WORK REQUEST.
Restate all of the data precisely, omitting nothing.

SOURCE DATA.

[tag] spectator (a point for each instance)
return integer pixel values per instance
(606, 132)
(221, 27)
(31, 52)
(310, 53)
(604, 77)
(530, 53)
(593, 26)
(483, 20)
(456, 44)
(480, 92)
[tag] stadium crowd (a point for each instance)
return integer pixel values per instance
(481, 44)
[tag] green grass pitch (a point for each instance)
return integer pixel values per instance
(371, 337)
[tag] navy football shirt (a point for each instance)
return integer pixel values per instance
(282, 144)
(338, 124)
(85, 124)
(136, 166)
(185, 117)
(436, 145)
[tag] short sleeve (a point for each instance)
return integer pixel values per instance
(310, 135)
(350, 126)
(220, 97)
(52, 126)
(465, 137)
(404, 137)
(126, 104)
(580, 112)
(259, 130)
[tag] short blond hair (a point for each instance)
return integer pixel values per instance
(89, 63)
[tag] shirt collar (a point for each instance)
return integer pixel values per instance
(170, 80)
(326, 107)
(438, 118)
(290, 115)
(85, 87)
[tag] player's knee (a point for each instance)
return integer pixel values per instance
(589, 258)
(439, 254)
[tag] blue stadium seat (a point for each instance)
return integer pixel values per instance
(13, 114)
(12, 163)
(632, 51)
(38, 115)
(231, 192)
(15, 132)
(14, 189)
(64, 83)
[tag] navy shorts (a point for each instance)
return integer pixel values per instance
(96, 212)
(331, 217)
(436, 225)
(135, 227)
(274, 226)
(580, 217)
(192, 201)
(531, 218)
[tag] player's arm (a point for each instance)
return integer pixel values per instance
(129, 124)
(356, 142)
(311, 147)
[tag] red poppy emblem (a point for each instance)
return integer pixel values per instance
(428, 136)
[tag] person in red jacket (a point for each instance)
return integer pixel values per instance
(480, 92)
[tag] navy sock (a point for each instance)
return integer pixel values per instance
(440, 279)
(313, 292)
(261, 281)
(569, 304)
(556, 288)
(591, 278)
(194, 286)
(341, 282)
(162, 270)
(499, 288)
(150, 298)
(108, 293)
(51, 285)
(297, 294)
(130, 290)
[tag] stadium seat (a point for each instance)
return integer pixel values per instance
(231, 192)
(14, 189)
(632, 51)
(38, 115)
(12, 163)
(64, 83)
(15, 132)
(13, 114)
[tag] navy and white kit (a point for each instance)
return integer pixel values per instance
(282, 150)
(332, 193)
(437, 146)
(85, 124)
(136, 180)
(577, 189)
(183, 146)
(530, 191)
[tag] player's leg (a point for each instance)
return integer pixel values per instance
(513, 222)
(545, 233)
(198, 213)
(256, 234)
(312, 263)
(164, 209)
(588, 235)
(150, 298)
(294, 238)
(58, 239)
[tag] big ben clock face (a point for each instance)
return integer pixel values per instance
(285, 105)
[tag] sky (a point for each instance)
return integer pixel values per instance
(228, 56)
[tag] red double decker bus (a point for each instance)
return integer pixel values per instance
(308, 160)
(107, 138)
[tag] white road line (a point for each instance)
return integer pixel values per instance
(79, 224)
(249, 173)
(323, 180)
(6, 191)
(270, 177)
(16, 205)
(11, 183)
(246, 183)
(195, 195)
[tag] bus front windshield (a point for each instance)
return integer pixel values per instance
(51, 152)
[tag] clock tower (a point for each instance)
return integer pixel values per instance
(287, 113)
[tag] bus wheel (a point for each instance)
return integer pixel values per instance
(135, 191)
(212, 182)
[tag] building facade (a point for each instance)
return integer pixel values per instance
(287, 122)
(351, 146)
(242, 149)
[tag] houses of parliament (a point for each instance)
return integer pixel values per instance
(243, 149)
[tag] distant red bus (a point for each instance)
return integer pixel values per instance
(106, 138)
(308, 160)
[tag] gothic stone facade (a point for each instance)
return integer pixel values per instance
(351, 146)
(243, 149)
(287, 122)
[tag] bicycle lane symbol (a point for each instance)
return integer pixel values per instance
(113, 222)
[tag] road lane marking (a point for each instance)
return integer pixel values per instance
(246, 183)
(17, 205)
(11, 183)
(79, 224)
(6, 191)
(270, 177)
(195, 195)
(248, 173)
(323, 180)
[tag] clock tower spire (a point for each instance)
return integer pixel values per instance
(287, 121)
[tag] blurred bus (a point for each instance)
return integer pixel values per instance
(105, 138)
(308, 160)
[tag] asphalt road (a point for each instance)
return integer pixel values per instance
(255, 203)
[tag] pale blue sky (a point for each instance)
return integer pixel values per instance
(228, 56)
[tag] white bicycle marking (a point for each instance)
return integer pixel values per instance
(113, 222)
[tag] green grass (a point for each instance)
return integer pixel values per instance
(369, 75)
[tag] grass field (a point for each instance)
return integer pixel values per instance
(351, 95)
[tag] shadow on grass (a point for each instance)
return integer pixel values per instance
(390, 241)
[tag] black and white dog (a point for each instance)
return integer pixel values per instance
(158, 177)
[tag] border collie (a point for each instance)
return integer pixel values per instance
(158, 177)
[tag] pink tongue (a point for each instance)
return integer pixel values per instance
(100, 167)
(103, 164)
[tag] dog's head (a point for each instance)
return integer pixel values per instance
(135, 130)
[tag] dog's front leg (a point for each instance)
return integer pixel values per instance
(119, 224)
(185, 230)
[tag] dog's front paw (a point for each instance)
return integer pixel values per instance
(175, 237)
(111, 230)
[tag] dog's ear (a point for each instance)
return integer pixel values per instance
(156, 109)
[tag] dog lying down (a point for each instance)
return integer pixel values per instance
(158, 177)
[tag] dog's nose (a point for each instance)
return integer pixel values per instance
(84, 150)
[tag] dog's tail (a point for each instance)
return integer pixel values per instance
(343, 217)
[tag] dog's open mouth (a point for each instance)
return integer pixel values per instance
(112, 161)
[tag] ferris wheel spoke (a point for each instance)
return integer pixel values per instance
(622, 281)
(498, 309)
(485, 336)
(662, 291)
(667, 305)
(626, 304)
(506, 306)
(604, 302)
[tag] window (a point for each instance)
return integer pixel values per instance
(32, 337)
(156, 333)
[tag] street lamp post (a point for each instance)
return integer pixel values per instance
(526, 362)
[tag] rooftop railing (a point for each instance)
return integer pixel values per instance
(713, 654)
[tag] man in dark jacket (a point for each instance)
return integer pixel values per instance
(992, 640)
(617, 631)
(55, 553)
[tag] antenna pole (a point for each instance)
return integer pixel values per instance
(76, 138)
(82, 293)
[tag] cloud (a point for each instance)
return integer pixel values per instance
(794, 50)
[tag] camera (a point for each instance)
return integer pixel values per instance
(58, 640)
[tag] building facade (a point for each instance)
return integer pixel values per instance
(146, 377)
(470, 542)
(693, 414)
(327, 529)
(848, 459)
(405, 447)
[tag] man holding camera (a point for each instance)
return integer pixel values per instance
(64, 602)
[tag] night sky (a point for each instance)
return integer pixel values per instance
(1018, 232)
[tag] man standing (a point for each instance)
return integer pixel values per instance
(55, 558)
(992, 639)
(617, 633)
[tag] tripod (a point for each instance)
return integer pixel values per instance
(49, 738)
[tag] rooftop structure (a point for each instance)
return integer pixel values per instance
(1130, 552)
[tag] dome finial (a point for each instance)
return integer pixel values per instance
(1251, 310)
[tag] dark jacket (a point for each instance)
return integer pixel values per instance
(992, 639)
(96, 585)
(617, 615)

WORKED SOLUTION.
[tag] spectator (a point for each instance)
return integer pixel values per instance
(606, 132)
(221, 27)
(31, 52)
(310, 53)
(604, 77)
(530, 53)
(593, 26)
(483, 20)
(456, 44)
(480, 92)
[tag] stadium crowd (a point for each instance)
return integer pixel values per instance
(481, 44)
[tag] green grass pitch (a point for each instance)
return integer pixel values per instance
(371, 337)
[tag] navy football shirt (a point for each instance)
return integer pixel values per instance
(282, 144)
(338, 124)
(85, 124)
(136, 166)
(185, 117)
(436, 145)
[tag] short sleeve (a point for each instance)
return integer pixel values per instance
(310, 135)
(350, 126)
(220, 97)
(52, 126)
(465, 137)
(404, 137)
(126, 104)
(580, 112)
(259, 130)
[tag] short blond hair (a point for each instance)
return integer pixel values per instance
(89, 63)
[tag] shirt collar (a point for each instance)
return integer pixel values per instance
(170, 80)
(326, 107)
(438, 118)
(290, 115)
(85, 87)
[tag] player's knee (a point for each instance)
return integer pixel values per instance
(589, 258)
(439, 254)
[tag] blue stadium seat (a point for each instance)
return integer pixel values per instance
(13, 114)
(12, 163)
(632, 51)
(38, 115)
(231, 192)
(15, 132)
(14, 189)
(64, 83)
[tag] navy shorts (a point for each instance)
return integer pixel values per instance
(96, 212)
(331, 217)
(436, 225)
(135, 227)
(274, 226)
(580, 217)
(192, 201)
(531, 218)
[tag] player's arm (a point for each instance)
return integer pixel values per instance
(129, 124)
(356, 142)
(311, 147)
[tag] red poppy emblem (a point for each instance)
return integer pixel values per instance
(428, 136)
[tag] person in red jacket (a point for each instance)
return integer pixel values per instance
(480, 92)
[tag] navy sock (a point for each instance)
return integer pixel values per instance
(440, 279)
(313, 292)
(261, 281)
(569, 304)
(556, 288)
(591, 278)
(194, 286)
(341, 282)
(162, 270)
(499, 288)
(150, 298)
(108, 293)
(51, 285)
(297, 294)
(130, 290)
[tag] stadium seat (a point for each instance)
return integer pixel values per instance
(231, 192)
(14, 189)
(632, 51)
(38, 115)
(12, 163)
(64, 83)
(15, 132)
(13, 114)
[tag] navy and white kit (a point for each instance)
return integer pixel values per instance
(282, 150)
(332, 193)
(437, 146)
(85, 124)
(136, 180)
(577, 189)
(183, 146)
(530, 191)
[tag] player's leg (a point for each instance)
return integer pixel values per instance
(513, 222)
(545, 233)
(198, 213)
(256, 234)
(312, 263)
(164, 209)
(588, 235)
(150, 298)
(294, 238)
(58, 239)
[tag] big ben clock face (a point for each instance)
return integer pixel values per instance
(285, 105)
[tag] sky (a point for each instance)
return integer pixel values per instance
(228, 56)
[tag] red double decker bus (a point for each instance)
return integer pixel values per instance
(308, 160)
(107, 138)
[tag] white road line (a point for each instance)
return integer pixel values per instance
(79, 224)
(249, 173)
(323, 180)
(6, 191)
(270, 177)
(16, 205)
(11, 183)
(246, 183)
(195, 195)
[tag] bus front windshield (a point for each instance)
return integer pixel values per instance
(51, 152)
[tag] clock tower (a point for each instance)
return integer pixel values per instance
(287, 113)
[tag] bus wheel (a point for each instance)
return integer pixel values per instance
(135, 191)
(212, 182)
[tag] building facade (a point for each instance)
return integer pixel values per instance
(287, 122)
(351, 146)
(242, 149)
[tag] houses of parliament (a point for each instance)
return integer pixel values per instance
(243, 149)
[tag] distant red bus (a point for each instance)
return integer pixel values per instance
(106, 138)
(308, 160)
[tag] gothic stone facade (a point for each instance)
return integer pixel values per instance
(351, 146)
(243, 149)
(287, 122)
[tag] bicycle lane symbol (a point for each instance)
return integer pixel values per instance
(113, 222)
[tag] road lane marking (a point for each instance)
return integer pixel values per instance
(246, 183)
(17, 205)
(11, 183)
(79, 224)
(6, 191)
(270, 177)
(195, 195)
(248, 173)
(323, 180)
[tag] clock tower spire (a point for each instance)
return integer pixel values per instance
(287, 121)
[tag] blurred bus (a point for each instance)
return integer pixel values per instance
(105, 138)
(308, 160)
[tag] asphalt road (a point for each instance)
return integer pixel values per instance
(255, 203)
[tag] pale blue sky (a point for each instance)
return integer pixel values per instance
(228, 56)
[tag] white bicycle marking (a point for each instance)
return integer pixel values per instance
(113, 222)
[tag] green grass (a point for each instance)
return integer pixel values per instance
(369, 75)
[tag] grass field (a point for each instance)
return integer pixel values per instance
(351, 95)
[tag] shadow on grass (a point for each instance)
return integer pixel values per instance
(390, 241)
[tag] black and white dog (a point for each instance)
return integer pixel values per instance
(158, 177)
[tag] border collie (a point for each instance)
return integer pixel values per instance
(158, 177)
[tag] pink tongue (a point for each instance)
return integer pixel values per instance
(100, 167)
(103, 164)
[tag] dog's head (a point for each instance)
return integer pixel values per instance
(135, 130)
[tag] dog's front leg (a point for each instance)
return integer pixel values per instance
(119, 224)
(185, 230)
[tag] dog's front paw (a point for each instance)
return integer pixel values per instance
(175, 237)
(111, 230)
[tag] dog's ear (a point for each instance)
return integer pixel values per instance
(156, 109)
[tag] dog lying down (a point for each instance)
return integer pixel values per instance
(158, 177)
[tag] dog's nose (a point for each instance)
return integer pixel values per instance
(84, 150)
[tag] dog's tail (a point for each instance)
return integer pixel values per instance
(343, 217)
[tag] dog's open mouth (a point for each instance)
return integer pixel values per instance
(112, 161)
[tag] ferris wheel spoke (a point for each instance)
return integer pixel values per instance
(622, 281)
(498, 309)
(485, 336)
(662, 291)
(667, 305)
(626, 304)
(506, 306)
(604, 302)
[tag] window (a point for each instance)
return integer pixel values per instance
(32, 337)
(156, 333)
[tag] street lamp post (a point for each instance)
return integer pixel values per instance
(526, 362)
[tag] rooftop railing (a point for each instance)
return integer pixel values per instance
(713, 654)
[tag] man in dark jacket (a point for each instance)
return integer pixel values per instance
(992, 640)
(617, 631)
(55, 553)
[tag] antenna pole (a point for each instance)
return integer pixel values per instance
(76, 138)
(82, 293)
[tag] cloud (a point for each instance)
return integer pixel values per instance
(794, 50)
[tag] camera (a point for each instance)
return integer pixel values per instance
(58, 640)
[tag] building facade (a point for each instance)
return integer pixel values per instance
(146, 377)
(470, 542)
(693, 414)
(327, 529)
(848, 459)
(405, 447)
[tag] man holding camera (a point for each instance)
return integer pixel values per instance
(64, 602)
[tag] night sky (a point for each instance)
return integer pixel values per instance
(1018, 232)
[tag] man standing (a point for each instance)
return integer pixel values per instance
(55, 558)
(992, 639)
(617, 633)
[tag] tripod (a point for each instance)
return integer pixel values per instance
(49, 738)
[tag] rooftop structure (a point for each instance)
return integer pixel values per instance
(1130, 552)
[tag] dome finial (a point for each instance)
return integer pixel values per instance
(1251, 310)
[tag] dark jacket (a point for each instance)
return integer pixel values per instance
(992, 639)
(96, 585)
(617, 615)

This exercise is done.